* [Excerpt]
HOLLOW MOLD

Abstract

Provided is a hollow mold which can improve the manufacturing efficiency for a hollow mold including a protrusion. Ventilation duct 3 (hollow mold) includes main body part 20 including hollow part 30 therein, and protrusion 33 protruding outward from main body part 20. End surface 51 of main body part 20 and end surfaces 53 and 55 of protrusion 33 are flush with each other. A cutting operation is linearly performed along the end portion of main body part 20 to the end portion of protrusion 33 in plan view, whereby removal of burr 61 of protrusion 33 to form the end surface is efficiently performed.

Description

CROSS REFERENCE TO RELATED APPLICATIONS

Japanese Patent Application No. 2017-003921 filed on Jan. 13, 2017, including description, claims, drawings, and abstract the entire disclosure is incorporated herein by reference in its entirety.

TECHNICAL FIELD

The present invention relates to a hollow mold. More specifically, the present invention relates to a hollow mold which is formed by blow molding of a resin.

BACKGROUND ART

Conventionally, hollow molds which are formed by blow molding of a resin are publicly known (see, for example, PTL 1).

The hollow mold disclosed in PTL 1 is a defroster duct. The defroster duct is integrally formed with a main body part, and a plurality of attaching portions (protrusions) provided at the front end of the main body part. The attaching portion is formed in a rectangular shape in plan view so as to protrude forward along the surface direction of the top surface of the main body part.

CITATION LIST

Patent Literature

PTL 1

Japanese Patent Application Laid-Open No. 2014-108580

SUMMARY OF INVENTION

Technical Problem

Here, when molding the defroster duct by blow molding, it is necessary to form a portion including a burr in the attaching portion and thereafter remove the burr with a cutter by an operator for the purpose of integrally molding the main body part with the attaching portion protruding from the peripheral portion of the main body part, for example.

* [Input for this task]
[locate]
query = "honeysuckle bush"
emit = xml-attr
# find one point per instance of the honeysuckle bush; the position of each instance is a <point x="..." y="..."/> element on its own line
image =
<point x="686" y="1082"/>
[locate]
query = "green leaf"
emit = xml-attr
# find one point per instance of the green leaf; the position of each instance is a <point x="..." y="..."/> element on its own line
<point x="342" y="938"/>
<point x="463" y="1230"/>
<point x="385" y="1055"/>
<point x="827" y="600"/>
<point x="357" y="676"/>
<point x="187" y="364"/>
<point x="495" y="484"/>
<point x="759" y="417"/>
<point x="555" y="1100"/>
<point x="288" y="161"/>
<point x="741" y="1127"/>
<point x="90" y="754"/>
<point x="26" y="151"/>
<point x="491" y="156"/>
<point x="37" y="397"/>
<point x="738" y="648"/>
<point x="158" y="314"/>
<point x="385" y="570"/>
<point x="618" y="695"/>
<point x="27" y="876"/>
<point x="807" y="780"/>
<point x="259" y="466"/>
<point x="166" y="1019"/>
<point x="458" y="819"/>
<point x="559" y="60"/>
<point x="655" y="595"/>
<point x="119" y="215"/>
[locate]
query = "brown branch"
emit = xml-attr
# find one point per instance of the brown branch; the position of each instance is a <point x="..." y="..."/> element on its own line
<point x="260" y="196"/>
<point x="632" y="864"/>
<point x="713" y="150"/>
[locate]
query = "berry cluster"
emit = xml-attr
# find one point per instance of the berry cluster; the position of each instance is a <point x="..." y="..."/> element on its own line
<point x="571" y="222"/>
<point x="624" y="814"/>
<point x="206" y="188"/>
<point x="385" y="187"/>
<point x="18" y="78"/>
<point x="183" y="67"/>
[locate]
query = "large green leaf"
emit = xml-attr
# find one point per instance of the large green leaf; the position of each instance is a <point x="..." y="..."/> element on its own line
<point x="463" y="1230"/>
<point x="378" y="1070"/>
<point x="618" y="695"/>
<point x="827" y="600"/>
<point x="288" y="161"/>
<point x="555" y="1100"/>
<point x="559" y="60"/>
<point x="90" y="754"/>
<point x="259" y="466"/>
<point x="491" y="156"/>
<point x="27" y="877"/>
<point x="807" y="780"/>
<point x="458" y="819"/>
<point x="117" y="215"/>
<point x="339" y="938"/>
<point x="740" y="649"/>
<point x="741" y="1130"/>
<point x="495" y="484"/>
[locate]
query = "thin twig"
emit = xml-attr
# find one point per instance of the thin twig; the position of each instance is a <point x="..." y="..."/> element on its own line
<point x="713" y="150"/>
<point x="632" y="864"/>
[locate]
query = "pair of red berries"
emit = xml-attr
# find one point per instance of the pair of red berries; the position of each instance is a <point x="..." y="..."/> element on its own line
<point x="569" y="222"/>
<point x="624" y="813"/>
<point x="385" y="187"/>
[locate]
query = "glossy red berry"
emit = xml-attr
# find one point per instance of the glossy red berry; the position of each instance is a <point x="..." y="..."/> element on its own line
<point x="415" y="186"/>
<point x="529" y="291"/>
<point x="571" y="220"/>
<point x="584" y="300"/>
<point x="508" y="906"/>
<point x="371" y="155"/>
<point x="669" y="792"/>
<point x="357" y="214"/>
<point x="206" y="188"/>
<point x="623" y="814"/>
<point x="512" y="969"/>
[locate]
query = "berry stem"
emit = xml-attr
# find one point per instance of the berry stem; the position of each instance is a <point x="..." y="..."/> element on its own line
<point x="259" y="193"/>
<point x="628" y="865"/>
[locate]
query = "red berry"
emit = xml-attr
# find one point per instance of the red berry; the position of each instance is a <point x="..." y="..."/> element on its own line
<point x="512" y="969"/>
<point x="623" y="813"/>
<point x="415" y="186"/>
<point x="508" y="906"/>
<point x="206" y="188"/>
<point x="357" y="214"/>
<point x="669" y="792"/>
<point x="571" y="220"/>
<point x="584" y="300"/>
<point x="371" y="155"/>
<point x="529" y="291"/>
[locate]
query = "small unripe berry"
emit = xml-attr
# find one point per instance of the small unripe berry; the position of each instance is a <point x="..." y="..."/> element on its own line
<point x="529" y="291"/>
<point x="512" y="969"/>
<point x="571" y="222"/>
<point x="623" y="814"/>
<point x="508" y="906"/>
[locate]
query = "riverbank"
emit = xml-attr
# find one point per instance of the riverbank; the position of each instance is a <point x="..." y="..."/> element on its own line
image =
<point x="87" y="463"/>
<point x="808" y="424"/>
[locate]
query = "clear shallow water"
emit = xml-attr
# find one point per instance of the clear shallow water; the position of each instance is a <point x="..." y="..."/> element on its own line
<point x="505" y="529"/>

* [Exercises to complete]
(a) List every reference numeral in the abstract of the hollow mold patent excerpt, along with the part each one labels.
(b) How many lines of the entries contain the string "small"? Case counts, and the reply should be only the number.

* [Task results]
(a)
- 3: ventilation duct (hollow mold)
- 20: main body part
- 30: hollow part
- 33: protrusion
- 51: end surface of main body part
- 53: end surface of protrusion
- 55: end surface of protrusion
- 61: burr

(b) 2